■ Отрывок:
━━━━━━━━━━━━━━━━━━━━

Антон Хитров. Конечно, от sci-fi тут мало. Что, например, нового в образах роботов R2-D2 и C-3PO? «Звездные войны» совершенно игнорируют вопросы, которые в научной фантастике обычно связаны с роботами. R2-D2 и C-3PO не рефлексируют на тему «Я машина или я живое существо?». Если их заменить на гуманоидов или людей, мало что изменится. То же самое с другими темами научной фантастики. Многие фанаты замечают если говорить обо всей франшизе, что на протяжении десятилетий техника в Галактике не эволюционирует. «Звезда Смерти» была не всегда, ее создала Империя но это единственный пример! Технический прогресс в «Звездных войнах» в принципе не работает. Во-первых, потому что авторов не очень интересует техника. А во-вторых, потому что в этой вселенной духовное, природное и вечное сильнее, чем прогресс или материя. Не случайно эвоки побеждают штурмовиков хотя выглядит это, конечно, абсурдно и наивно. В мире «Звездных войн» пращи и стрелы сильнее крутой футуристической брони.
Анна Закревская. Они как хоббиты.

━━━━━━━━━━━━━━━━━━━━

■ Блок данных:
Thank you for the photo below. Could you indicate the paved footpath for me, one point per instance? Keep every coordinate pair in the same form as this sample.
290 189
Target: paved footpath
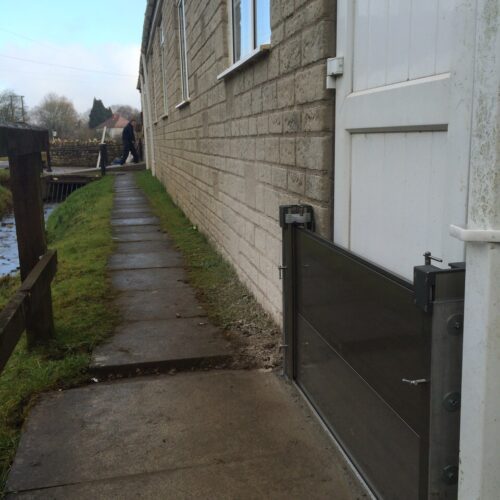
201 433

━━━━━━━━━━━━━━━━━━━━

■ Задание: Укажите, что, согласно отрывку о «Звездных войнах», в этой вселенной сильнее прогресса или материи.

■ Решение задания: Духовное, природное и вечное.